Selected extract.
Start
Papers of John Adams, volume 11

To the President of Congress, 4 August 1781 JA President of Congress McKean, Thomas To the President of Congress, 4 August 1781 Adams, John President of Congress McKean, Thomas
To the President of Congress
Sir Amsterdam August 4. 1781

I should Scarcely be credited, if I were to describe the present State of this Country. There is more Animosity against one another, than against the common Ennemy. They can agree upon nothing. Neither upon War, nor Peace: neither upon acknowledging the Independency of America, nor upon denying it. Hopes of a general Peace, which flatter all Parties, are continually kept up by Tales and Artifices, which are too gross to impose upon any Man who has the free Use of his Reason. There is yet as much fear of provoking England, as if she was their Freind, or their Protector.

The naval force of England, is held in check, by her other Ennemies in Such a manner, that the Ships of the Republick, would be able to do a great deal, if they were employed: but they do nothing: and there is as little done, by Individuals in Privateering, as by the national Marine.
End
Instruction a. In the 1781 letter from Amsterdam, what is held in check by England's other enemies?
The text and the records have nothing to do with each other.

Material for the task.
Start
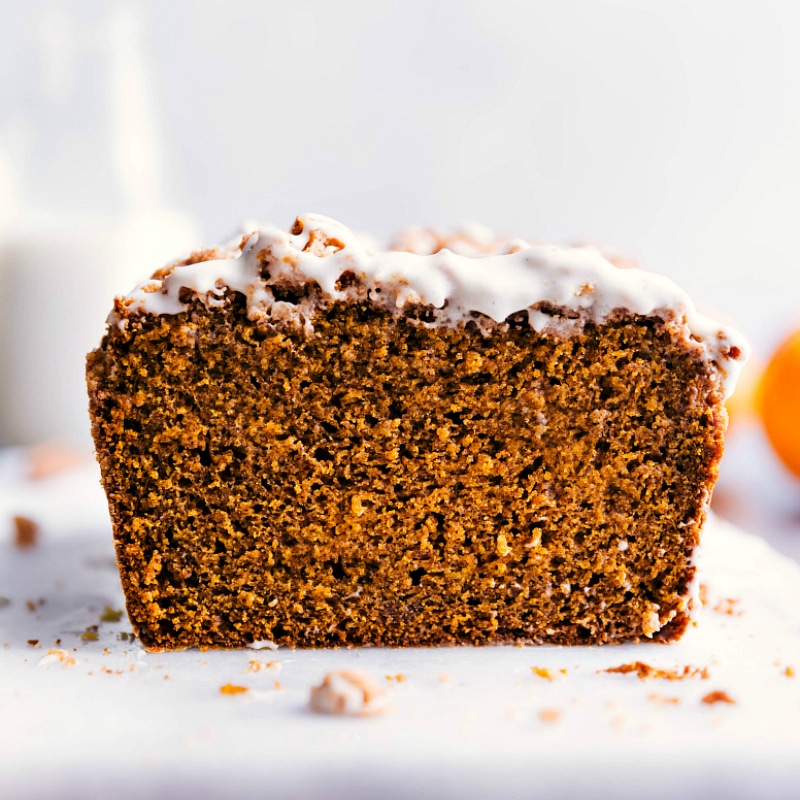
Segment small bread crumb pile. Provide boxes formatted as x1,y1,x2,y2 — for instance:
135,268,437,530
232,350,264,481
309,670,389,717
598,661,708,681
End
Instruction b. Write out all the labeling records again, requests included, but multiply every box coordinate in the answers by 2.6 and round to whole numbers with halves going up. Keep the numbers in the requests and their format samples unchanged, and leave the pictures out.

Correct answer a. The naval force of England.

Correct answer b.
Segment small bread crumb pile. Provide boxes formatted as x1,y1,x2,y2 — for instance:
135,268,437,530
232,350,264,481
803,1742,1011,1864
1555,1719,1841,1771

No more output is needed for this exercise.